Não seria muito fácil tornar-se espírita, como não bastaria apenas tomar passes ou comparecer religiosamente a sessões espíritas.  Se Allan Kardec, de­pois de doze anos ininterruptos de trabalho, porque foi esse o período de execução de sua Obra, chegou à conclusão de que a condição de espírita exige a concordância com os princípios da Doutrina, é justo deduzir, daí, que não é possível ser espírita e, ao mesmo tempo, esposar princípios contrários ao Espiritismo.  Vamos pela lógica: se o Espiritismo é uma Doutrina que não admite o culto de imagens, e se alguém, apesar de ler e “compreender” a Doutrina, adora imagens e crê no fogo do inferno e outros dogmas irreconciliáveis com o Espiritismo, evidentemente não é espírita. Quem assim ainda pensa pode ser simpatizante, mas não é adepto da Doutrina. Se, portanto, em vários passos da obra de Kardec, lemos expressões como: “espírita de qualquer culto”, “espírita é todo aquele que crê nas manifestações dos Espíritos” e ainda outras igualmente abertas a quaisquer interpretações pessoais, logo depois, no momento oportuno, o Codificador da Doutrina faz ver que não é tão simples ser espírita, tanto assim que ele próprio disse que lhe assistia o direito de “definir as crenças e as qualidades do verdadeiro espírita”.

Em 1859 escreveu Kardec no livro “O Que é o Espiritismo”:  “(...) O verdadeiro caráter do Espiritismo é o de uma ciência, e não de uma religião; e a prova é que conta, entre os seus aderentes, com pessoas de todas as crenças, e que, nem por isso, renunciam às suas convicções:  católicos fervorosos, que não deixam de praticar os deveres de seus cultos; protestantes de todas as seitas, israelitas, muçulmanos e até budistas e bramanistas...”

**DESAFIO**
Traduza para o inglês esta frase do texto sobre o Espiritismo: "Quem assim ainda pensa pode ser simpatizante, mas não é adepto da Doutrina."

**TRECHOS DOS ITENS**
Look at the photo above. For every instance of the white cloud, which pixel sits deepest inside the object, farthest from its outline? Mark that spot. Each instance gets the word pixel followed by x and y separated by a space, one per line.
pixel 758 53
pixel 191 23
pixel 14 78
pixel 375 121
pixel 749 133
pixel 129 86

**RESPOSTA ABAIXO**
Whoever still thinks this way may be a sympathizer, but is not an adherent of the Doctrine.